> **EXCERPT**:
Apparently, in August 2001, Vaughn first heard about Earthboard from his builder, who told him that the company was raising capital for expansion and put him in contact with the company’s president, Jeffreys. Vaughn spoke with Jef-freys by telephone in August 2001, and again in late September 2001. • They apparently did not meet each other in person until March 2002. According to Brown, Jeffreys told Vaughn on the telephone that Earthboard was involved in acquisition negotiations with VANS, a publicly-traded footwear company, and that, according to the terms of the deal, one share of Earth-board’s securities would be exchanged for one share of VANS when the transaction finally closed. At that time, VANS shares were trading at about $12, but Jeffreys offered his company’s shares to Vaughn for just $1 apiece. Thus, Vaughn stood to realize a 1100% capital gain when and if the promised transaction was closed. It was almost too good to be true.

[Dataset records]

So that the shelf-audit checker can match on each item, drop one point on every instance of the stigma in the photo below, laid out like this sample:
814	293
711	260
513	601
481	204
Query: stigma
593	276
==
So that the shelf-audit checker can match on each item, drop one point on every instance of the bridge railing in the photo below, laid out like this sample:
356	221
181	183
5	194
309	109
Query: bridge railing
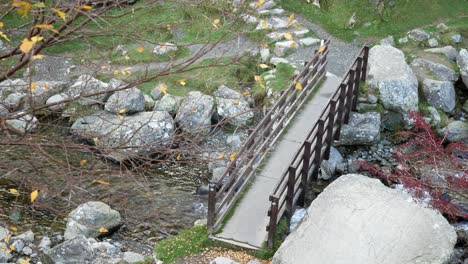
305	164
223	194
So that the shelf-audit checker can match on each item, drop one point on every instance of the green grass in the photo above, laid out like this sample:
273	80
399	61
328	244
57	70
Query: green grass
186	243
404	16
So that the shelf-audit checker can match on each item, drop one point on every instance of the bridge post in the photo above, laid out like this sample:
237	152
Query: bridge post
---
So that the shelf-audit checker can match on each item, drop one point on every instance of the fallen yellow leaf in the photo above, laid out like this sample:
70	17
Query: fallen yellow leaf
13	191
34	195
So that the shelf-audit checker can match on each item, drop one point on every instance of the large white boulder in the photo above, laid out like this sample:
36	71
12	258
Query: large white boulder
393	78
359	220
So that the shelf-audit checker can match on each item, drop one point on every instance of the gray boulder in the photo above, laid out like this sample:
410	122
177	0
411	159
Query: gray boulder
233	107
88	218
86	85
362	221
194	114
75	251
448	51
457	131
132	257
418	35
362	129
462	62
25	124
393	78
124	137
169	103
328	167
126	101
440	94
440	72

> **PROBLEM SET**:
a – In the Earthboard share offer text, what price per share did Jeffreys offer Vaughn?
b – Carry on the Earthboard share offer text from its final sentence.

> **RESPONSES**:
a – $1 per share.

b –
Armed with what he probably took to be illicit or illegal “insider information,” Vaughn allegedly decided to reap the rewards. Of course, the essential value of such an illicit “tip” lies in its concealment from the public eye, so it was probably impossible for Vaughn or anyone else to conduct any proper investigation of the transaction. But Vaughn allegedly did not allow his fundamental ignorance about Jef-freys, a felon previously convicted of fraud, or about the supposed Earthboard-VANS transaction, to govern his decisions. Of course, there was apparently not an ounce of truth to Jeffreys’s “tips.”1

According to the evidence adduced by Brown, Vaughn started by investing his own money in this scheme, and he ultimately purchased about $228,000 worth of Earthboard shares. He signed a subscription agreement on September 25, 2001, and purchased 100,000 shares for $1 per share. The company seems to have acci[907]*907dentally sent him an extra 100,000 shares around that time, though it rescinded those surplus shares some time later. After introducing investors such as Brown to the “opportunity,” he purchased another 99,000 shares on his own account for $99,000 on March 3, 2002, and the company gave him an additional 7,000 shares for free at that time “in lieu of [paying] me a commission,” presumably to thank him for advising investors like Brown about the opportunity. He purchased another 29,000 shares on his own account in December 2002 for $1 per share.

After deciding to invest for himself, Vaughn began to solicit Mends and acquaintances to participate in this “opportunity.” Taking the evidence in the light most favorable to Brown, Vaughn contacted Brown in late November or early December 2001 to tell him that he “wanted the opportunity to prove to ... [Brown] how valuable he could be as a financial advisor and that he had an investment opportunity.” Vaughn “wanted to meet [Brown] to discuss it.” Due to “a sense of urgency in the phone call,” Brown agreed to meet Vaughn for lunch about two days later. At that meeting, Vaughn “shared with ...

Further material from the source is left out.